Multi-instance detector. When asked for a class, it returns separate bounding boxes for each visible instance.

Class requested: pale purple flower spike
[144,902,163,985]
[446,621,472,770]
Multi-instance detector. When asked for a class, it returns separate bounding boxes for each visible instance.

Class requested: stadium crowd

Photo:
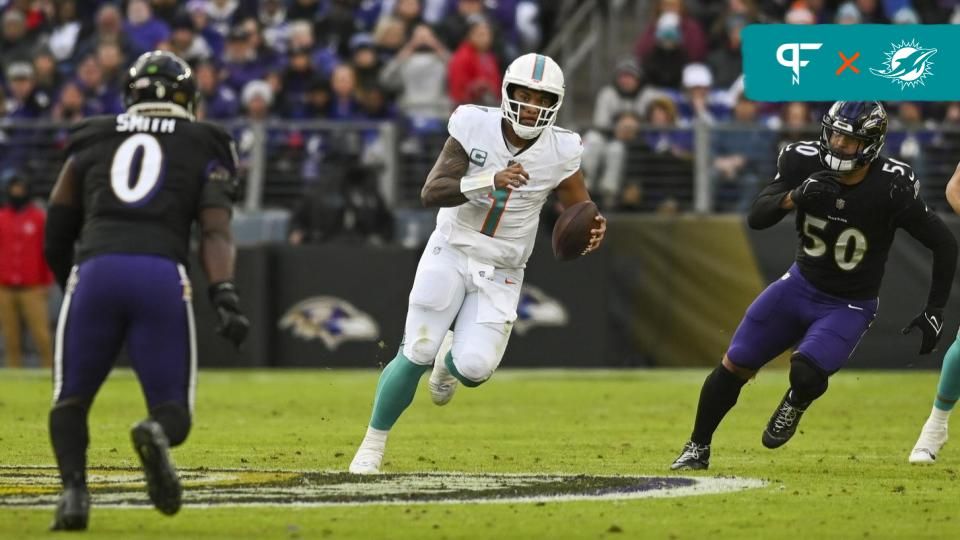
[2,0,960,223]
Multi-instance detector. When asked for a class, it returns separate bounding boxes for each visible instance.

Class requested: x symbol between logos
[836,51,860,75]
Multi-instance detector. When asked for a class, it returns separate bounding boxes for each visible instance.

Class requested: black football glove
[209,281,250,349]
[790,171,841,210]
[901,307,945,355]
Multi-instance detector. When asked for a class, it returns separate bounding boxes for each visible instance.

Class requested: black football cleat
[131,420,182,516]
[670,441,711,470]
[50,487,90,531]
[762,391,810,449]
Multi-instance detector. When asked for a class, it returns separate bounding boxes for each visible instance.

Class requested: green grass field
[1,368,957,539]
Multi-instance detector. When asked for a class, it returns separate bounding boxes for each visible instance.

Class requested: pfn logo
[777,43,823,85]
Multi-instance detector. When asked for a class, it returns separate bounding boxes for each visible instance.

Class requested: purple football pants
[727,264,878,374]
[52,254,196,411]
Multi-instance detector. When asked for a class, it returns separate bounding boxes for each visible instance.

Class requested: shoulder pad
[66,116,116,155]
[777,140,821,181]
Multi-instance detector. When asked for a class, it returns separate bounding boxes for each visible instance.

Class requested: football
[552,200,599,261]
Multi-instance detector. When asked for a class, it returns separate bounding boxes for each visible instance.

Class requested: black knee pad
[789,354,829,404]
[149,402,192,447]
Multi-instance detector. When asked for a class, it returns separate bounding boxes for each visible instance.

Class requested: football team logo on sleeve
[279,297,379,349]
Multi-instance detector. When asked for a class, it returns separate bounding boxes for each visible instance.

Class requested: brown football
[552,200,599,261]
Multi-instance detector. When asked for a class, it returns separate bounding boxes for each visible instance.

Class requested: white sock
[929,407,951,426]
[360,426,389,447]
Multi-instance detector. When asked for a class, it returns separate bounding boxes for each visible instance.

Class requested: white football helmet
[501,53,565,140]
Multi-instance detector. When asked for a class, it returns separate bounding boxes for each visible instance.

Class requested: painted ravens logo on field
[279,297,379,350]
[513,285,568,336]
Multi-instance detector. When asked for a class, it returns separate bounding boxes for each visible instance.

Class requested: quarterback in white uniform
[350,53,606,474]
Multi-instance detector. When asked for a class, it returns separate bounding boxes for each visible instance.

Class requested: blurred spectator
[95,42,126,90]
[785,3,816,24]
[241,79,274,122]
[31,50,61,108]
[288,20,338,79]
[644,97,692,157]
[289,0,324,21]
[712,95,772,212]
[437,0,487,51]
[222,25,271,93]
[74,55,123,116]
[46,0,84,64]
[638,13,687,88]
[380,23,451,123]
[855,0,891,23]
[373,16,408,60]
[707,0,758,48]
[207,0,244,37]
[887,102,936,180]
[359,84,397,121]
[447,15,500,107]
[891,6,920,24]
[281,46,320,119]
[389,0,425,37]
[289,164,395,245]
[706,9,745,88]
[258,0,290,53]
[314,0,362,59]
[169,15,213,64]
[679,63,726,125]
[636,0,708,79]
[591,59,655,132]
[240,17,281,68]
[188,1,226,58]
[124,0,171,56]
[75,4,133,61]
[329,64,364,121]
[776,101,816,152]
[302,77,332,118]
[591,111,643,209]
[351,34,384,95]
[151,0,182,25]
[1,10,35,74]
[617,181,645,212]
[196,61,239,120]
[5,62,49,119]
[0,173,54,368]
[835,2,862,23]
[50,81,86,123]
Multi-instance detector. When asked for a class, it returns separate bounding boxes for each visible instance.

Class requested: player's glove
[209,281,250,349]
[790,171,841,210]
[901,307,945,355]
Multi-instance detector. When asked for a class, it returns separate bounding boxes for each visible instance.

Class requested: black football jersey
[66,114,238,265]
[772,140,933,300]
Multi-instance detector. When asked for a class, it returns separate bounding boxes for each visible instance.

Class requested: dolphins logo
[870,39,937,90]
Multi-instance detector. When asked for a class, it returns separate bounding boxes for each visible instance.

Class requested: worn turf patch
[0,466,764,507]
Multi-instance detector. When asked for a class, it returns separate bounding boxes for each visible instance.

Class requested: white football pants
[401,231,523,384]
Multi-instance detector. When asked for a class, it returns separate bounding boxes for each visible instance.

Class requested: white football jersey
[436,105,583,268]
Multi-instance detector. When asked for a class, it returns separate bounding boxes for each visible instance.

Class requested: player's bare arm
[199,207,236,284]
[44,157,84,289]
[555,169,606,253]
[945,161,960,214]
[421,137,530,208]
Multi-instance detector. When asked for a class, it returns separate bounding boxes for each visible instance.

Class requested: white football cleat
[429,331,457,406]
[349,428,387,474]
[909,422,948,464]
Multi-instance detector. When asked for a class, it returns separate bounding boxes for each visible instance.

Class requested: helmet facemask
[819,124,884,172]
[501,83,562,140]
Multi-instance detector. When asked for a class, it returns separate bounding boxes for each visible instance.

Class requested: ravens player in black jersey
[671,101,958,470]
[44,51,250,530]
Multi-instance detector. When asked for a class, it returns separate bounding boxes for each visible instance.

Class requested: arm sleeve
[747,147,800,230]
[897,197,958,309]
[200,127,241,210]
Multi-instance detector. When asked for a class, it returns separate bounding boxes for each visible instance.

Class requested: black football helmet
[819,101,888,172]
[124,51,198,117]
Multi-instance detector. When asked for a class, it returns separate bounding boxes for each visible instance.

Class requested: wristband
[460,171,496,198]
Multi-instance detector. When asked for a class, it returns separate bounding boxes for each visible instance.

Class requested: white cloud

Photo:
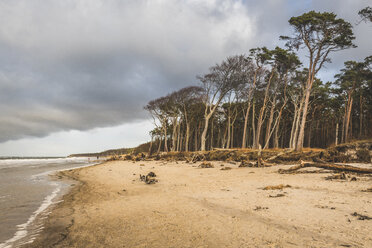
-----
**Required action**
Please write out the entire listing above exactly, but leave the pictures out.

**Written solution**
Multi-instance detector. When asked for a class, it returns separate bounding boxes for each visible instance.

Class requested: pale purple flower spike
[144,902,163,985]
[446,621,472,770]
Multi-instance detector. When asked for a class, it returns separate bounding boxes for each visible instance.

Class requested: stadium crowd

Photo:
[2,0,960,223]
Multi-instance detector. When asked for a class, it returns separate bounding boxes for each visible instance.

Class requested: x symbol between logos
[836,51,860,75]
Multi-instance detector. When asked for a class, it returns separate bounding boxes for each visible instance.

Class requested: black football glove
[209,281,250,349]
[790,171,841,210]
[901,307,945,355]
Multi-instance detector. When asked for a class, it returns separate bounding boxes for each visible instance.

Class requested: black football cleat
[131,420,182,516]
[670,441,711,470]
[50,487,90,531]
[762,391,810,449]
Multi-instance detector. When asked for a class, it returns separate bounding boxes for each visible instance.

Class requested: green grass field
[1,368,957,539]
Multi-instance detector. When asked for a class, it returns separate bounding boxes for each visible instance.

Class requested: pfn logo
[777,43,823,85]
Multi-instance detector. When asked for a class, it returns separate bounding boxes for each visible instance.

Class requested: purple football pants
[727,264,878,374]
[52,254,196,411]
Multi-instance detector. When asked for a class, it returns separate bounding boxes for each visible instance.

Class requested: shoulder pad
[66,116,116,155]
[777,140,821,181]
Multi-instance detector. When asked for a class, it returns separate bounding boxes for each visible instance.

Class requested: football
[552,200,599,261]
Multi-instance detector. When asked for a class, it returns separate bounding boxes for each visible instance.

Class requested: black knee pad
[789,354,829,404]
[149,402,192,447]
Multi-instance detector. When asked for a class, it returns separate bounding boxes for each visible instance.

Class requested: football team logo on sleeve
[279,297,379,349]
Multi-instance detector. When asked for a class, it returns separate bounding boxes for each visible instance.

Class requested: brown football
[552,200,599,261]
Multi-instance detector. When asked for a class, it returns separate bounding boxes for each visible instance.

Class requested: white sock
[929,407,951,426]
[360,426,389,447]
Multi-instance detector. When asked for a class, it returns separate bounding boxes for each visible instance.

Class requested: white football helmet
[501,53,565,140]
Multi-instance detector. When asked for a class, it returns separate bounding boxes for each visible instance.

Class requested: painted ravens logo on field
[279,297,379,350]
[513,285,568,336]
Multi-instance detector. When asked for a class, it returns separate bounding boxes for each visible instance.

Class requested: quarterback in white uniform
[350,53,606,474]
Multi-instance detector. When asked for a class, it returns separate bounding boxes for each visible instance.

Class requested: blurred spectator
[95,42,126,90]
[785,3,816,24]
[241,79,274,122]
[31,50,61,108]
[288,20,338,79]
[644,97,692,157]
[289,0,324,21]
[712,95,772,212]
[437,0,487,51]
[222,25,271,93]
[74,55,123,116]
[46,0,84,64]
[638,13,687,88]
[380,23,451,123]
[855,0,891,23]
[373,16,408,60]
[707,0,758,48]
[207,0,244,37]
[887,102,936,180]
[359,84,397,121]
[447,15,500,107]
[891,6,920,24]
[281,46,320,119]
[389,0,425,37]
[289,164,395,245]
[706,9,745,88]
[258,0,290,53]
[314,0,362,59]
[169,15,213,64]
[679,63,726,125]
[636,0,708,79]
[591,59,655,132]
[240,17,281,68]
[188,1,226,58]
[124,0,171,56]
[75,4,133,61]
[329,64,364,121]
[776,101,816,152]
[302,77,332,118]
[591,111,643,209]
[351,34,384,95]
[151,0,182,25]
[1,10,35,74]
[617,181,645,212]
[196,61,239,120]
[5,62,49,119]
[0,173,54,368]
[835,2,862,23]
[50,81,86,123]
Multi-instance detector. When asked for a class, it returns separate bounding boxes for each visible instance.

Class requested: player's glove
[209,281,250,349]
[790,171,841,210]
[901,307,945,355]
Multi-instance detector. When asked for a class, it returns separate bounding boxes for each visible instance.

Class requested: black football jersey
[66,114,238,265]
[772,140,933,300]
Multi-instance detector. When asked for a class, it returns separate bounding boxes for each visible instance.

Class requested: dolphins logo
[870,39,937,90]
Multi-instance detector. When asked for a class, it returns separate bounding boxes for each visible instance.

Class requested: worn turf patch
[0,466,764,507]
Multi-instance detector. When asked for a class, it returns separate bounding boxes for each visible instance.

Class requested: white football pants
[401,231,523,384]
Multi-instance detector. When asked for a class, it returns separate bounding boxes for each visible instance.

Class requested: white football jersey
[436,105,583,268]
Multi-instance detector. When asked for a class, it returns separate bounding boxes for each visible instance.

Class requested: player's bare arm
[199,207,236,284]
[44,157,84,289]
[555,169,606,253]
[945,161,960,214]
[421,137,530,208]
Multi-instance detector. When asked for a class, it returns separate bounding boxes for each visible instance.

Class requested: white football cleat
[429,331,457,406]
[349,428,387,474]
[909,422,948,464]
Multi-instance detector. When asked for a class, it returns separate bounding boxes for each visible instance.

Class requested: helmet facemask
[819,124,884,172]
[501,83,562,140]
Multi-instance detector. When asked for a class, it returns separate bounding boxes for each visible instance.

Class requested: ravens player in black jersey
[671,101,958,470]
[44,51,250,530]
Multi-instance detector. When asked for a class, it returns separate bounding boxes for each visible instance.

Class requested: arm sleeve
[747,147,800,230]
[897,197,958,309]
[200,127,241,210]
Multi-instance detector. When asked for a class, it returns separate bounding boxes for each visible instance.

Class requested: black football helmet
[819,101,888,172]
[124,51,198,117]
Multi-instance detector. When asked for a class, it returns separate bounding boxes for each visible instance.

Class requested: wristband
[460,171,496,198]
Multi-instance detector. When asked for a class, it returns separate bounding boxes for each visible instance.

Class requested: white cloud

Photo:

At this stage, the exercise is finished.